After some failed attempts by Daniel Oliveira, SIC's program director, to make another telenovela collab with Globo's co-production, that dream only came true in June 2025 when both renewed their partnership, with more production of new remakes of historic Globo telenovelas being announced too. The initial plan would be to adapt Avenida Brasil, but due to lack of budget the channel had to choose to adapt the synopsis of other telenovelas, including Páginas da Vida, Vale Tudo, Rainha da Sucata and O Rei do Gado. The final choice was Páginas da Vida, with Sandra Santos and Alexandre Castro in charge of the adaptation.

■ RECORD EXCERPTS ■
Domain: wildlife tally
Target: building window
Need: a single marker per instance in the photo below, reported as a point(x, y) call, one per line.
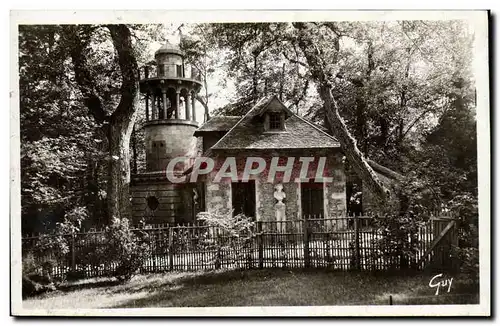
point(275, 122)
point(243, 198)
point(312, 200)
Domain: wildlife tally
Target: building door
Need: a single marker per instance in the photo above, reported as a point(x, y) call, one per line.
point(243, 198)
point(312, 199)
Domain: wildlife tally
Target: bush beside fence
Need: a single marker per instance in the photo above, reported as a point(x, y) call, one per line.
point(337, 243)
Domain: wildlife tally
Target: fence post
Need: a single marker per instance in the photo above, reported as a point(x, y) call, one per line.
point(260, 244)
point(356, 242)
point(307, 261)
point(171, 248)
point(73, 252)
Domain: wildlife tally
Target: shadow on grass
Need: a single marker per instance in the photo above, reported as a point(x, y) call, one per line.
point(89, 285)
point(292, 288)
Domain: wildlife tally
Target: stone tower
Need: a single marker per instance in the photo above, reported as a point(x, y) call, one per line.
point(169, 89)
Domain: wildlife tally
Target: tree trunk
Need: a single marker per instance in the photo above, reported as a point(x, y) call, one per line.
point(319, 72)
point(121, 122)
point(119, 168)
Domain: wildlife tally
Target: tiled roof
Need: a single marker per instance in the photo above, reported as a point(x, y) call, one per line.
point(218, 123)
point(299, 132)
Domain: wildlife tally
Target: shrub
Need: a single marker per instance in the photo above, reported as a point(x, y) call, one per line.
point(233, 233)
point(126, 248)
point(36, 277)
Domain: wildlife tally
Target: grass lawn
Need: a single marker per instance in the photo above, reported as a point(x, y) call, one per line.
point(255, 288)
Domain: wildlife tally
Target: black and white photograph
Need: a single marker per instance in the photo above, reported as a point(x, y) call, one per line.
point(250, 163)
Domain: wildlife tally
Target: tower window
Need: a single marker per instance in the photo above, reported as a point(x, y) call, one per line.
point(152, 202)
point(275, 122)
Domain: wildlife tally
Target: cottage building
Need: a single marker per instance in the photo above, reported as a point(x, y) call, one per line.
point(285, 141)
point(296, 167)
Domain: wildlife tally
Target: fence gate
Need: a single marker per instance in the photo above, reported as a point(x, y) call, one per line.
point(439, 254)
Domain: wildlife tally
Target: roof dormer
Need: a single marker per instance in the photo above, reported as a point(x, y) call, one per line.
point(273, 114)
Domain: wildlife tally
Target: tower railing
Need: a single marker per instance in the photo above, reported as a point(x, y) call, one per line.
point(169, 71)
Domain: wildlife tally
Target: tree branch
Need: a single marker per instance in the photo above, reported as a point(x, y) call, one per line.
point(121, 37)
point(338, 126)
point(78, 39)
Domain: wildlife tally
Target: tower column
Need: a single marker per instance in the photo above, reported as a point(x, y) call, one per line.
point(188, 106)
point(193, 101)
point(164, 94)
point(153, 107)
point(147, 106)
point(177, 103)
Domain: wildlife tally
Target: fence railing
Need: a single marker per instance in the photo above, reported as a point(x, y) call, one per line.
point(338, 243)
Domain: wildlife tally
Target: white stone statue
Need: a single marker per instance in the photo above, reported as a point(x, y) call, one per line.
point(280, 207)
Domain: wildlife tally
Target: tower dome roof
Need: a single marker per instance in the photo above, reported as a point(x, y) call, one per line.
point(169, 48)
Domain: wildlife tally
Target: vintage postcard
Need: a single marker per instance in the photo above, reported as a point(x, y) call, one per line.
point(250, 163)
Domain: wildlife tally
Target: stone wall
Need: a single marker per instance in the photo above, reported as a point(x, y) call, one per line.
point(174, 203)
point(176, 139)
point(218, 195)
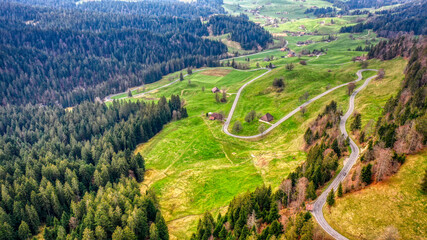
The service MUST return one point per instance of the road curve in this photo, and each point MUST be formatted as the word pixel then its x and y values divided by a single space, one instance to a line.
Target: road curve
pixel 236 100
pixel 351 160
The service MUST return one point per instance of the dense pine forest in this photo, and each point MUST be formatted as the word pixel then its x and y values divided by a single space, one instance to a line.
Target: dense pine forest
pixel 407 18
pixel 402 127
pixel 74 171
pixel 77 53
pixel 45 63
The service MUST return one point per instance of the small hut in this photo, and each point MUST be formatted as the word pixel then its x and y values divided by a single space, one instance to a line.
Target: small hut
pixel 267 117
pixel 215 90
pixel 215 116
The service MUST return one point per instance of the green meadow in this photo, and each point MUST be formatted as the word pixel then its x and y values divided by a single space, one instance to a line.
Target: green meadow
pixel 273 8
pixel 194 167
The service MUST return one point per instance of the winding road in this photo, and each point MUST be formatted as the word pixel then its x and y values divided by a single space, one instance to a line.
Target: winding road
pixel 348 163
pixel 321 200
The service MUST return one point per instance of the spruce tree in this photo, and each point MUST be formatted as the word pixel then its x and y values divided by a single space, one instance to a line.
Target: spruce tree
pixel 162 229
pixel 24 231
pixel 311 191
pixel 237 127
pixel 340 190
pixel 424 184
pixel 367 174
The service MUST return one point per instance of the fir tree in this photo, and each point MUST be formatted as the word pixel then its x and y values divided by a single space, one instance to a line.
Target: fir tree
pixel 340 192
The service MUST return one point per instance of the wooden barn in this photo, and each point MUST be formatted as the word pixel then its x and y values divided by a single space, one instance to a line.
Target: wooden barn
pixel 267 117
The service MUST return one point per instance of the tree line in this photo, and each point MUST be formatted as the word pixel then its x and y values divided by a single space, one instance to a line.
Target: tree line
pixel 261 214
pixel 74 171
pixel 59 65
pixel 200 8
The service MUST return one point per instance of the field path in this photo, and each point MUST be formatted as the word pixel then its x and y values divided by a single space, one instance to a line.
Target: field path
pixel 236 100
pixel 321 200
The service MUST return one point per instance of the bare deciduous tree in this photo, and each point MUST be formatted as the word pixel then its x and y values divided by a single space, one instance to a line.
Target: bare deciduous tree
pixel 301 190
pixel 251 220
pixel 286 187
pixel 351 87
pixel 384 162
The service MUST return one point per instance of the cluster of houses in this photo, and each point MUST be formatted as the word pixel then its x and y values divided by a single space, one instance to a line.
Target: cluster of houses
pixel 303 43
pixel 215 90
pixel 360 58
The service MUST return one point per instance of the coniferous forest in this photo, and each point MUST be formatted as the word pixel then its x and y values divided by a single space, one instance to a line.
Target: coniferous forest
pixel 407 18
pixel 48 57
pixel 70 166
pixel 75 172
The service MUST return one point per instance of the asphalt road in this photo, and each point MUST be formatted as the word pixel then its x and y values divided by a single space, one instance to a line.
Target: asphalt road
pixel 350 161
pixel 236 100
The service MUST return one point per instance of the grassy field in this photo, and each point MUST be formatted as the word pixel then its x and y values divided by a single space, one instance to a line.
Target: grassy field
pixel 195 167
pixel 273 8
pixel 338 50
pixel 317 25
pixel 396 202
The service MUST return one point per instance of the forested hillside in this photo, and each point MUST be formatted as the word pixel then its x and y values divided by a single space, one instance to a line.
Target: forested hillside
pixel 69 55
pixel 408 18
pixel 74 171
pixel 196 9
pixel 48 64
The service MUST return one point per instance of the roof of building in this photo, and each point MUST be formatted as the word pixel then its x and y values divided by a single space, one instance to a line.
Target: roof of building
pixel 267 117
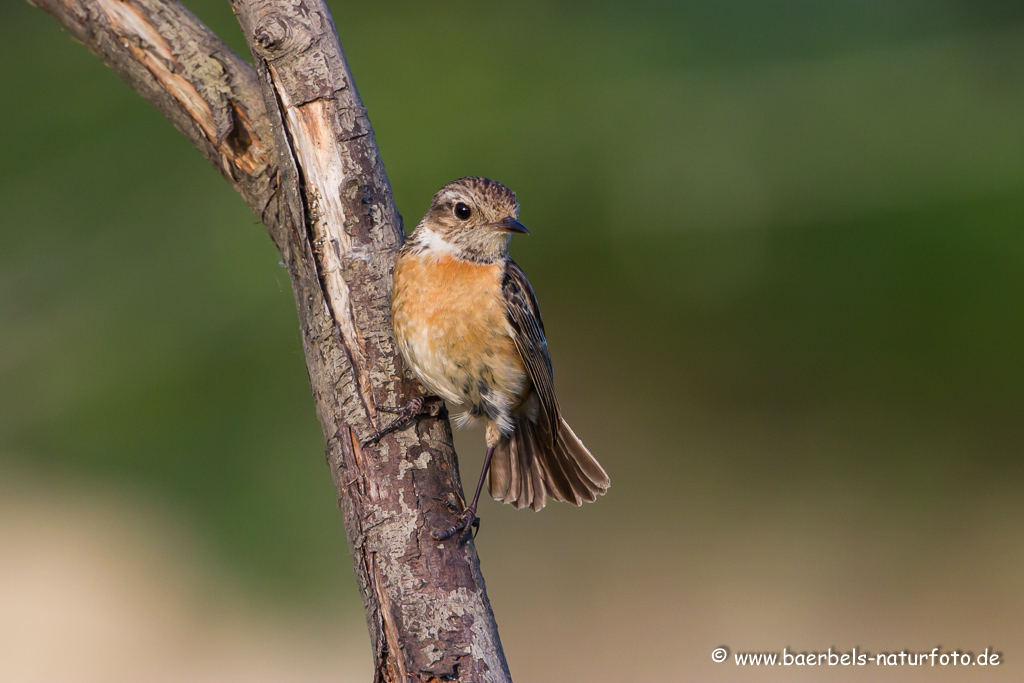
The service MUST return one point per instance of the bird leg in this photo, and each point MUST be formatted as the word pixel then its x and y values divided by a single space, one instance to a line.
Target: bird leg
pixel 418 408
pixel 467 518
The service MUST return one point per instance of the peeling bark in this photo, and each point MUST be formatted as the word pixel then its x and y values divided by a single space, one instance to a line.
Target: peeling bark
pixel 293 138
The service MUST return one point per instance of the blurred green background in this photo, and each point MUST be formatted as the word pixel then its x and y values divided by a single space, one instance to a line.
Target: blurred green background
pixel 779 251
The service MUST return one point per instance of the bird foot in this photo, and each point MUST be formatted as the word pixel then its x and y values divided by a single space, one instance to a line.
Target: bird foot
pixel 418 408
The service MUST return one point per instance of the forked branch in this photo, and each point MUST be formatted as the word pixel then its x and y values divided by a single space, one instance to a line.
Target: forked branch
pixel 293 138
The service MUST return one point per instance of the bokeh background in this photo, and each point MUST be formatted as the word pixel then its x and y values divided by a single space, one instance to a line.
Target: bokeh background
pixel 779 251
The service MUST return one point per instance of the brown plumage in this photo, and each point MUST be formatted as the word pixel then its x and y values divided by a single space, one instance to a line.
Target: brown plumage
pixel 469 326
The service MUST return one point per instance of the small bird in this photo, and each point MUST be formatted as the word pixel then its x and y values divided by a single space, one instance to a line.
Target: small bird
pixel 468 325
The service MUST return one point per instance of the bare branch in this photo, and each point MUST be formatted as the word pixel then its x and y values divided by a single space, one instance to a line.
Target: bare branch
pixel 294 139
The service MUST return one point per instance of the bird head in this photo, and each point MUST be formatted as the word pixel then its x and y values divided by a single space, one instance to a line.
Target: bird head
pixel 472 218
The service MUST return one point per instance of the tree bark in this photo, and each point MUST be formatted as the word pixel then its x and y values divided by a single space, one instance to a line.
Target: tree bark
pixel 293 138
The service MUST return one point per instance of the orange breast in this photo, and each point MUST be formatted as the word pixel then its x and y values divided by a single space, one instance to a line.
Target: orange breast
pixel 449 317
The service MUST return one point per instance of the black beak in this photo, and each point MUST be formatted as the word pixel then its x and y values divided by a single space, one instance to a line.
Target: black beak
pixel 510 224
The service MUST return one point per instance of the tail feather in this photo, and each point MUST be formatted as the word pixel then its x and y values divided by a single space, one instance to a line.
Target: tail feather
pixel 529 466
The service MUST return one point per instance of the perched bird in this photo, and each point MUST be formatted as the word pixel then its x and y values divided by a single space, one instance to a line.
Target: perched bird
pixel 468 325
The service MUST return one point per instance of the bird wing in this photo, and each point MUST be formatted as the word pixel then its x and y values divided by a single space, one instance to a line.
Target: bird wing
pixel 524 316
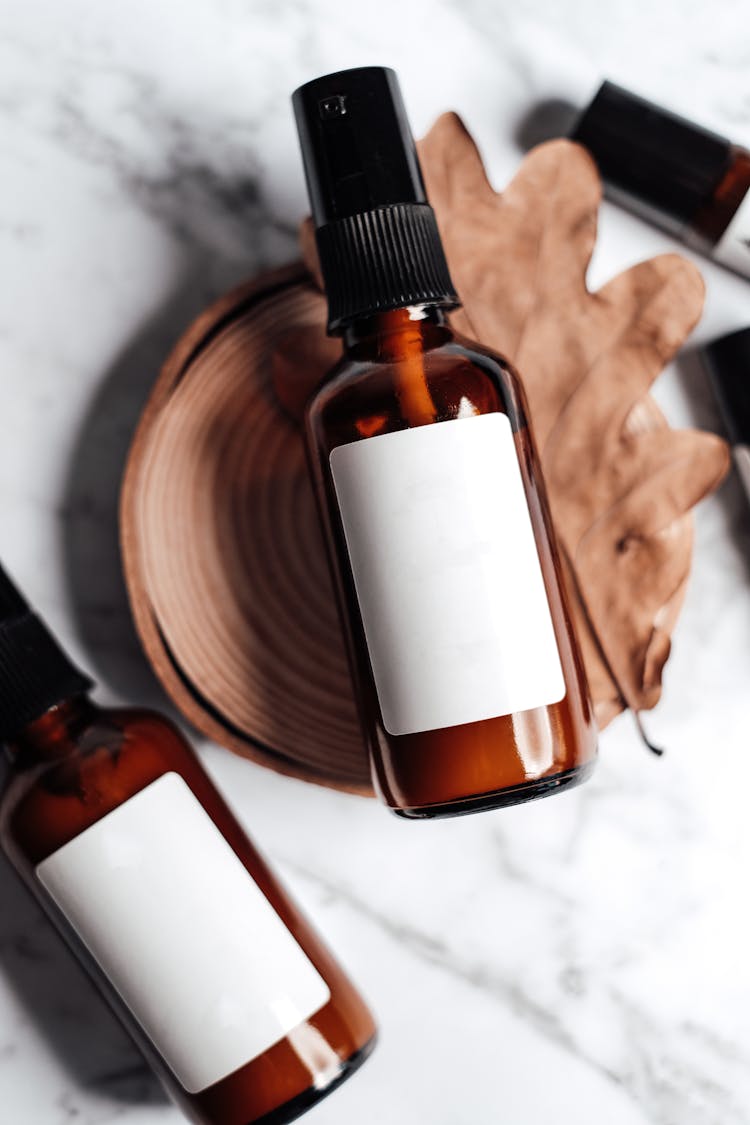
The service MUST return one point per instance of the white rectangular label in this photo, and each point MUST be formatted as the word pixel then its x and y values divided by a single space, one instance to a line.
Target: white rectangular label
pixel 183 933
pixel 446 573
pixel 733 248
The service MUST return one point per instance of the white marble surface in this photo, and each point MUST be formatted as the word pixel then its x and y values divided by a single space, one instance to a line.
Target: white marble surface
pixel 580 960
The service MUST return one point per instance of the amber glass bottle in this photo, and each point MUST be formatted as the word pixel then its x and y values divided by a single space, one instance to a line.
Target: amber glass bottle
pixel 117 829
pixel 470 689
pixel 690 181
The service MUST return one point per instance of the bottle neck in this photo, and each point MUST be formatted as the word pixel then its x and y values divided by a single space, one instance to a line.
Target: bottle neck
pixel 381 336
pixel 55 734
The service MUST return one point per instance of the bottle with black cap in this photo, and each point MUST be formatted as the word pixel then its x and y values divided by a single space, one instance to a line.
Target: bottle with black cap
pixel 115 826
pixel 686 179
pixel 469 685
pixel 728 362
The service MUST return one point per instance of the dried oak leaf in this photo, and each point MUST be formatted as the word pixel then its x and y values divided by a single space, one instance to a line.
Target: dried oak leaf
pixel 621 483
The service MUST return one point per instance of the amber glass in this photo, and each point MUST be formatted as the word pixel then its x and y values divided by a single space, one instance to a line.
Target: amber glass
pixel 77 764
pixel 710 223
pixel 403 369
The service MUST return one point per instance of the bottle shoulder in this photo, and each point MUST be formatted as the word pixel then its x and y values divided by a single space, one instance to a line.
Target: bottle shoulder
pixel 364 395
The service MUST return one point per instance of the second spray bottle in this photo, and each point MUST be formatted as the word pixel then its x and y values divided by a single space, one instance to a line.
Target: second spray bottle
pixel 469 685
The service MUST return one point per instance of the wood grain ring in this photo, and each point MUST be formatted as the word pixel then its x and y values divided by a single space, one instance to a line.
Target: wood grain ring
pixel 222 549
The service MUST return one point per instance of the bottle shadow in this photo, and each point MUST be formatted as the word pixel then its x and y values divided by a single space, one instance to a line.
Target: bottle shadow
pixel 90 533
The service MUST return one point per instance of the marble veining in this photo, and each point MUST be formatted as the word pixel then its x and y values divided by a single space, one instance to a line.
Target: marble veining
pixel 578 960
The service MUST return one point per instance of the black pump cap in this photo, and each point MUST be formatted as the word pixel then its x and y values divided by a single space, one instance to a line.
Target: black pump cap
pixel 35 674
pixel 652 161
pixel 728 362
pixel 377 234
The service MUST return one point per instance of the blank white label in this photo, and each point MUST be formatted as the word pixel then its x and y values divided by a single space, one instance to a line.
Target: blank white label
pixel 446 573
pixel 183 933
pixel 733 248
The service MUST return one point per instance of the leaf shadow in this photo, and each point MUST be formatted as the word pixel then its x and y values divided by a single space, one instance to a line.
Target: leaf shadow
pixel 705 415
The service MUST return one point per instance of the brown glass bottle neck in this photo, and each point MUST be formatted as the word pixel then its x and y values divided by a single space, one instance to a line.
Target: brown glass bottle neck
pixel 55 734
pixel 382 334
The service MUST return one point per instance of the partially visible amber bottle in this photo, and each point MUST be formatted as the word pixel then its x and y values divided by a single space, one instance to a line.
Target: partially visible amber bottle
pixel 690 181
pixel 470 689
pixel 111 821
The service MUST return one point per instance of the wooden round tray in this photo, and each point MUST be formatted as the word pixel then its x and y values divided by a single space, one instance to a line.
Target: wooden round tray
pixel 223 554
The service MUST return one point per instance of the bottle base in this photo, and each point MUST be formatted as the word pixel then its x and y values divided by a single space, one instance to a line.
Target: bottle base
pixel 500 798
pixel 290 1110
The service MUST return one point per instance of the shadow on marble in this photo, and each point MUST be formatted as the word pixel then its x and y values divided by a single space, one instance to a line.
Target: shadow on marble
pixel 90 545
pixel 60 1000
pixel 704 414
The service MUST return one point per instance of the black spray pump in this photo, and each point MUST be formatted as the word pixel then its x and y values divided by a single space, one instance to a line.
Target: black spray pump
pixel 377 234
pixel 35 674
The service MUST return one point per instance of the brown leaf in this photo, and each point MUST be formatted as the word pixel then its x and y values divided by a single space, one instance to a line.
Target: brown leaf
pixel 620 482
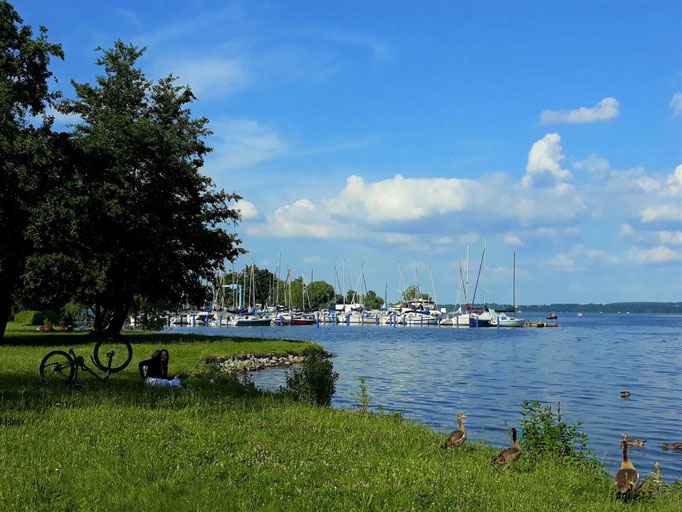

■ EXERCISES ■
a – In the passage on SIC and Globo, which telenovela was finally chosen for adaptation?
b – Carry the passage on SIC and Globo forward, starting after its final sentence.
The records have no role here.

■ TASK RESULTS ■
a – Páginas da Vida.

b –
Filming began on 27 October 2025 in SP Televisão studios, with outdoors in Lisbon. Filmings in Brazil took place in December 2025, including Júlia Palha, Lourenço Ortigão, Madalena Almeida and Tiago Teotónio Pereira.

== Ratings ==
The first episode drew a 8.3 rating and 19.6% share, reaching 1 million and 279 000 viewers according to consolidated data from GfK, slightly raising the time rates and being the 2nd most watched program of the day.